* BEGIN ENTRIES SUPPLIED *
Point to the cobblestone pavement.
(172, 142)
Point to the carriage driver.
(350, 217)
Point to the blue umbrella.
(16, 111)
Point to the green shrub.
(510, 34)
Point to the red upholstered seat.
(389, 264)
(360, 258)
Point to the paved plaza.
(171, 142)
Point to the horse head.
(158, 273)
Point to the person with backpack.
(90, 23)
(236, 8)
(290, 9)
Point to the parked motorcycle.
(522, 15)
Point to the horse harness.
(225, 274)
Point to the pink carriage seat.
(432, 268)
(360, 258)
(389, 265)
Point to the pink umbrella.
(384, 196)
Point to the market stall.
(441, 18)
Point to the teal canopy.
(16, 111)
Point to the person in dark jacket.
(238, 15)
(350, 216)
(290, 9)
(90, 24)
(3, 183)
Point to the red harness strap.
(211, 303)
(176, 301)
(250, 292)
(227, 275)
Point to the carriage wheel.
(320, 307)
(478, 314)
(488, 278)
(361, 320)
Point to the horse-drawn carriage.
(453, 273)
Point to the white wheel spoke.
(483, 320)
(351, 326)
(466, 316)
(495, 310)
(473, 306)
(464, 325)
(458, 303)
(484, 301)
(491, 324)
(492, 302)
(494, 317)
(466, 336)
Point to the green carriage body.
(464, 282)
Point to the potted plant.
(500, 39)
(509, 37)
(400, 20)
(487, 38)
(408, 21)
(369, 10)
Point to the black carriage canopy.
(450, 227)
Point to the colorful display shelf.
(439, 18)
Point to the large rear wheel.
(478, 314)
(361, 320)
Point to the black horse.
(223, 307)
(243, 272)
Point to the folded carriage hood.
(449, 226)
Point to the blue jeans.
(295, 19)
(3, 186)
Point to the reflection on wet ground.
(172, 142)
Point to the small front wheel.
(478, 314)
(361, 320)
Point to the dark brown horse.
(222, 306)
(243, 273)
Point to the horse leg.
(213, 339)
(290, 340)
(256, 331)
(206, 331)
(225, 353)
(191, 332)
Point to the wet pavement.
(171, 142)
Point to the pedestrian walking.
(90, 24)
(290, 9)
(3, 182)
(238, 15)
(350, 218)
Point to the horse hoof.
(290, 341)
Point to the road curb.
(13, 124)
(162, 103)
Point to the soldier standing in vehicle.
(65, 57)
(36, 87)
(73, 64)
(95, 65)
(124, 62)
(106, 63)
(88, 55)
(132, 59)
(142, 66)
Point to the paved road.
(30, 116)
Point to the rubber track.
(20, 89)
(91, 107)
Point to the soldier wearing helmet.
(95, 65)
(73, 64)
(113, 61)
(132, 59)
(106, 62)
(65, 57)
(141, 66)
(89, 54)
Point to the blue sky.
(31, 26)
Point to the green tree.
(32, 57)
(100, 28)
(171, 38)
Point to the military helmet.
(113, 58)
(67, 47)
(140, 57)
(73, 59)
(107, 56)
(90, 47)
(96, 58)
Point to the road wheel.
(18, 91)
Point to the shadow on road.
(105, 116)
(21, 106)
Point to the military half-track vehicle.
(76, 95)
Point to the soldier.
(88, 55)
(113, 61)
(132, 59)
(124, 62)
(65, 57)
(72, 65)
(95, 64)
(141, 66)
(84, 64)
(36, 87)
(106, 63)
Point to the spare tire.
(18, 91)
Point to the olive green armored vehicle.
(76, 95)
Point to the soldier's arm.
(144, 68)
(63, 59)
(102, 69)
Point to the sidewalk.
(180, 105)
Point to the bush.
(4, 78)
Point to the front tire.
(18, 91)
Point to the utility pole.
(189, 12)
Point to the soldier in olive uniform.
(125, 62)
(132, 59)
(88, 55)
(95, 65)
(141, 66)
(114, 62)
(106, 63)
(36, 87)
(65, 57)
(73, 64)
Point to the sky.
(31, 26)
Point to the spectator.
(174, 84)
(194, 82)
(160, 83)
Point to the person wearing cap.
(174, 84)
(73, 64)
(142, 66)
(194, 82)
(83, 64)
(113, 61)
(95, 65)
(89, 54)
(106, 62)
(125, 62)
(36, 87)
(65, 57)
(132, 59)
* END ENTRIES SUPPLIED *
### WHAT YOU WILL DO
Format all of the data above as a two-column CSV with the columns "prompt" and "coordinates". Each row pairs one text with its answer, and each goes in its own quoted field, with line breaks turned into spaces.

### REPLY
prompt,coordinates
"Point to the cobblestone pavement.","(172, 142)"
"Point to the carriage driver.","(350, 217)"
"Point to the blue umbrella.","(16, 111)"
"Point to the green shrub.","(510, 34)"
"Point to the red upholstered seat.","(389, 264) (360, 258)"
"Point to the paved plaza.","(171, 142)"
"Point to the horse head.","(158, 273)"
"Point to the person with backpack.","(90, 23) (236, 8) (290, 9)"
"Point to the parked motorcycle.","(522, 15)"
"Point to the horse harness.","(225, 274)"
"Point to the pink carriage seat.","(432, 268) (360, 258) (389, 265)"
"Point to the pink umbrella.","(384, 196)"
"Point to the market stall.","(441, 18)"
"Point to the teal canopy.","(16, 111)"
"Point to the person in dark jacket.","(238, 15) (350, 216) (290, 9) (90, 24) (3, 183)"
"Point to the red harness strap.","(211, 303) (176, 301) (250, 292) (227, 275)"
"Point to the carriage wheel.","(320, 307) (478, 314) (488, 278) (361, 320)"
"Point to the horse-drawn carriage.","(453, 273)"
"Point to the white wheel spoke.","(483, 320) (351, 326) (466, 316) (495, 310) (473, 306) (464, 325) (458, 303) (484, 301) (491, 324) (492, 302) (494, 317) (466, 336)"
"Point to the green carriage body.","(464, 282)"
"Point to the potted plant.","(500, 39) (509, 37) (400, 20) (487, 38) (408, 21) (369, 10)"
"Point to the black carriage canopy.","(450, 227)"
"Point to the colorful display shelf.","(439, 18)"
"Point to the large rear wheel.","(478, 314) (361, 320)"
"Point to the black horse.","(223, 307) (243, 272)"
"Point to the folded carriage hood.","(449, 226)"
"Point to the blue jeans.","(295, 19) (3, 186)"
"Point to the reflection on wet ground.","(172, 142)"
"Point to the small front wheel.","(478, 314) (361, 320)"
"Point to the dark brown horse.","(222, 306) (243, 273)"
"Point to the horse leg.","(213, 339) (290, 340) (256, 331) (206, 331) (225, 353) (191, 332)"
"Point to the wet pavement.","(171, 142)"
"Point to the pedestrian walking.","(90, 24) (290, 9) (3, 182) (238, 15) (350, 218)"
"Point to the horse hoof.","(290, 341)"
"Point to the road curb.","(13, 124) (162, 103)"
"Point to the soldier standing in vehicle.","(65, 57) (36, 87) (73, 64) (95, 65) (124, 62) (106, 63) (88, 55) (132, 59) (142, 66)"
"Point to the paved road.","(30, 116)"
"Point to the rubber track.","(20, 89) (91, 107)"
"Point to the soldier wearing helmet.","(95, 65) (73, 64) (113, 61) (132, 59) (106, 62) (65, 57) (141, 66) (89, 54)"
"Point to the blue sky.","(31, 26)"
"Point to the green tree.","(32, 57) (100, 28) (171, 38)"
"Point to the military helmet.","(113, 58) (67, 47) (140, 57) (73, 59) (107, 56) (90, 47) (96, 58)"
"Point to the road wheel.","(18, 91)"
"Point to the shadow on road.","(105, 116) (21, 106)"
"Point to the military half-track vehicle.","(76, 95)"
"Point to the soldier.","(88, 55) (113, 61) (132, 59) (124, 62) (65, 57) (72, 65) (95, 64) (141, 66) (84, 64) (36, 87) (106, 63)"
"Point to the spare tire.","(18, 91)"
"Point to the olive green armored vehicle.","(76, 95)"
"Point to the soldier's arm.","(144, 68) (63, 59) (102, 69)"
"Point to the sidewalk.","(180, 105)"
"Point to the bush.","(4, 78)"
"Point to the front tire.","(18, 91)"
"Point to the utility pole.","(189, 12)"
"Point to the soldier in olive uniform.","(125, 62) (132, 59) (88, 55) (95, 65) (141, 66) (114, 62) (106, 63) (36, 87) (65, 57) (73, 64)"
"Point to the sky.","(31, 26)"
"Point to the spectator.","(174, 84) (194, 82) (160, 83)"
"Point to the person wearing cap.","(174, 84) (73, 64) (142, 66) (194, 82) (83, 64) (113, 61) (95, 65) (89, 54) (106, 62) (125, 62) (36, 87) (65, 57) (132, 59)"